┌─ Task inputs

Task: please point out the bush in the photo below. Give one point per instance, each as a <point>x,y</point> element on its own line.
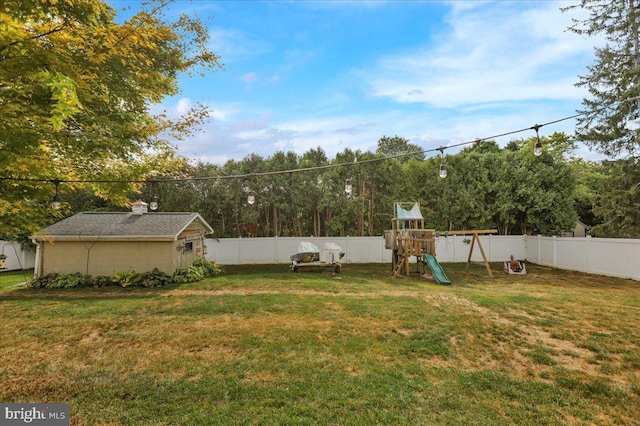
<point>190,274</point>
<point>102,281</point>
<point>155,278</point>
<point>200,269</point>
<point>60,281</point>
<point>209,269</point>
<point>127,278</point>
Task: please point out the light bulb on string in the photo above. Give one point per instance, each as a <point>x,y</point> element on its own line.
<point>537,150</point>
<point>348,186</point>
<point>55,202</point>
<point>443,167</point>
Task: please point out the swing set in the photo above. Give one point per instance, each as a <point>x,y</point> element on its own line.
<point>408,237</point>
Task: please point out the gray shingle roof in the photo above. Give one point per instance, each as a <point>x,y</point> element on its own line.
<point>122,225</point>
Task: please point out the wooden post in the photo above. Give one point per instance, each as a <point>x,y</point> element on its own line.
<point>484,256</point>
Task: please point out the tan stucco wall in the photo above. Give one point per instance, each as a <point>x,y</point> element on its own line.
<point>108,257</point>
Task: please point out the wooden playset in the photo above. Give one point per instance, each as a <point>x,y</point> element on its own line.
<point>408,238</point>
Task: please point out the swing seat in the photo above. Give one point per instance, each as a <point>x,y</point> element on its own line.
<point>509,270</point>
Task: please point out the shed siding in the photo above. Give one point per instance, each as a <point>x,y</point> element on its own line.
<point>107,257</point>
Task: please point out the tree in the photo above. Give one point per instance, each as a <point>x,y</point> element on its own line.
<point>76,87</point>
<point>608,121</point>
<point>618,202</point>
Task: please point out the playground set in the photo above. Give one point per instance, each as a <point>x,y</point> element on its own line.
<point>408,238</point>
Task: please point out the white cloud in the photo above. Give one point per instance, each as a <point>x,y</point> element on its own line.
<point>490,52</point>
<point>250,77</point>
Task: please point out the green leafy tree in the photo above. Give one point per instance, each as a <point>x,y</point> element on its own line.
<point>613,81</point>
<point>611,116</point>
<point>618,201</point>
<point>75,105</point>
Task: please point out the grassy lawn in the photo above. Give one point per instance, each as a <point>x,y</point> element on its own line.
<point>262,345</point>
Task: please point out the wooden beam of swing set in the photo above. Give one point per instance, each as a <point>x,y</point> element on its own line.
<point>476,233</point>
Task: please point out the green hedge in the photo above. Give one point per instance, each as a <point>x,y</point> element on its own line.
<point>200,269</point>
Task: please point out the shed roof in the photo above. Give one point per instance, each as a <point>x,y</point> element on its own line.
<point>111,225</point>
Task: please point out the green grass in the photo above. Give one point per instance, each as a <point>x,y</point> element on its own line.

└─

- **Task prompt**
Begin at the line that contains "Task: please point out the shed roof" and stop at the end of the entries. Write those lines out again, requests included, shifting every coordinate in the answers up by 54.

- **Complete output**
Task: please point out the shed roof in the photo above. Give one point per instance, each as a <point>x,y</point> element on its own line.
<point>165,279</point>
Task: please point out the green grass in the photo above. Give one point per instance, each as a <point>x,y</point> element on its own line.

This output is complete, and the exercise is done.